» Problems and tasks
1. In the news text about Nanaimo's operations centre, translate this sentence into French: "The first phase includes a new fleet maintenance facility, truck wash facilities and utility servicing for future phases of the operations centre."
2. According to the news text about Nanaimo's operations centre, when was the current public works facility built?
3. Reproduce the part of the news text about Nanaimo's operations centre that starts with "The city says" and goes on through "average $800,000 home annually.".

---- Page text

The first phase includes a new fleet maintenance facility, truck wash facilities and utility servicing for future phases of the operations centre.

“I sincerely hope the good citizens of Nanaimo will recognize the necessity of the project and it will pass again,” said Leonard Krog, Nanaimo’s mayor.

The process requires 10 per cent of city taxpayers to sign forms saying they don’t support the project in order for it ‘not’ to move forward.

Bartlett says many taxpayers aren’t aware of it so the process is flawed. He argues the city should instead use a referendum, even though it costs $300,000.

“A much more transparent result and one that will be accepted by the people of Nanaimo,” said Bartlett.

Bartlett say now is not the time for more borrowing in light of inflation and a potential recession.

“I own a house in Nanaimo and I don’t want my taxes to go up any more than the last two significant increases I’ve had to endure,” Bartlett said.

The city says the first phase at current interest rates would cost taxpayers about $9 per $100,000 of assessed value for each year of the 20-year-term, or about $76 for an average $800,000 home annually.

Krog says the current public works facility, built in the 1960s, no longer meets seismic or operational requirements and a new operations centre is not a nice-to-have but a much-needed.

“These are not efficient offices. This is not the way the public gets served and I would hope the public, those who were opposed just in principal will look at this again and realize it’s an important public project,” said Krog.

City council is scheduled to vote on whether to hold another AAP, go to referendum or stop the borrowing altogether at its next meeting on Monday.

--------
---- Given records

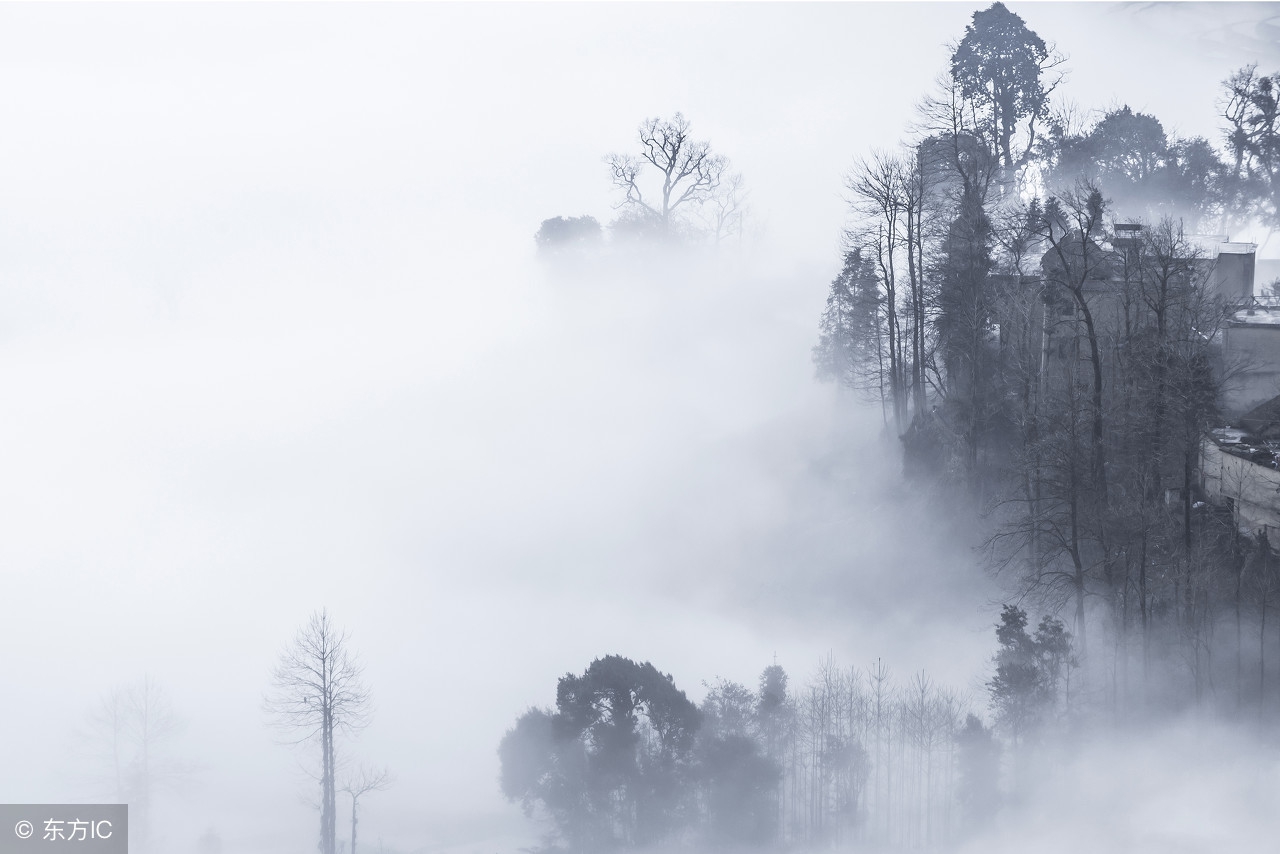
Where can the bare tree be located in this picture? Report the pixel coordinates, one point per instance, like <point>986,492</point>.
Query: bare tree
<point>318,692</point>
<point>360,784</point>
<point>689,172</point>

--------

» Expected results
1. La première phase comprend une nouvelle installation d'entretien du parc de véhicules, des installations de lavage de camions et la viabilisation pour les phases futures du centre des opérations.

2. In the 1960s.

3.
The city says the first phase at current interest rates would cost taxpayers about $9 per $100,000 of assessed value for each year of the 20-year-term, or about $76 for an average $800,000 home annually.